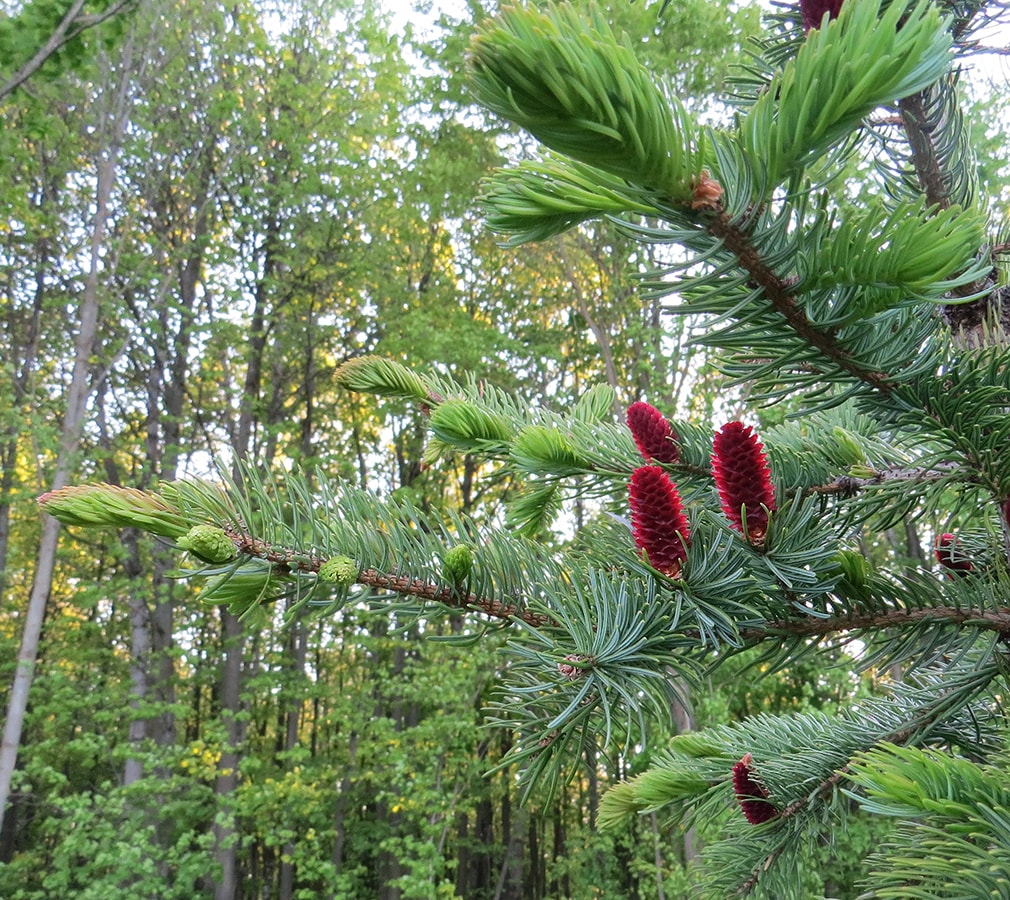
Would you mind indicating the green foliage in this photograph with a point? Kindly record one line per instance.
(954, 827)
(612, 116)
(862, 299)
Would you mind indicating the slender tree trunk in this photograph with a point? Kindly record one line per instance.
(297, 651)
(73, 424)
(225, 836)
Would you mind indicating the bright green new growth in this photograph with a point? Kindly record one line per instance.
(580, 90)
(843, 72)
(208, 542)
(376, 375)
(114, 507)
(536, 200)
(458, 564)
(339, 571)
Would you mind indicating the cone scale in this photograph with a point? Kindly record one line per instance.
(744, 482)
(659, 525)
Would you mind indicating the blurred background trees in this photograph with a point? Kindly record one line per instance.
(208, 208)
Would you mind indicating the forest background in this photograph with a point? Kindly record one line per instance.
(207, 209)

■ **Exercise directions**
If a record holds a picture, skip the picture and write out everything else exactly.

■ **Answer for the task**
Would you mind indicating the green foliage in this photograph with a point? Kindly record one line per instance.
(954, 827)
(612, 116)
(862, 299)
Would you mind indicating the slender tree trunk in this photograph with a point? Kindly record one line per instance.
(297, 651)
(73, 424)
(225, 836)
Would you mind indicating the bright green new growth in this photograph with a point? Kindly record one line per instance.
(580, 90)
(843, 72)
(208, 542)
(376, 375)
(114, 507)
(536, 200)
(458, 564)
(339, 571)
Would you mind indicating the cone scale in this photograph with a point? Kindly record one line per instance.
(744, 482)
(659, 525)
Would you mind indicating the blurred background trees in this photograph with a point? Kindly record one line per instance.
(208, 208)
Would you mind indicating the forest background in this photograph with a point? Kindly record one line per instance.
(207, 209)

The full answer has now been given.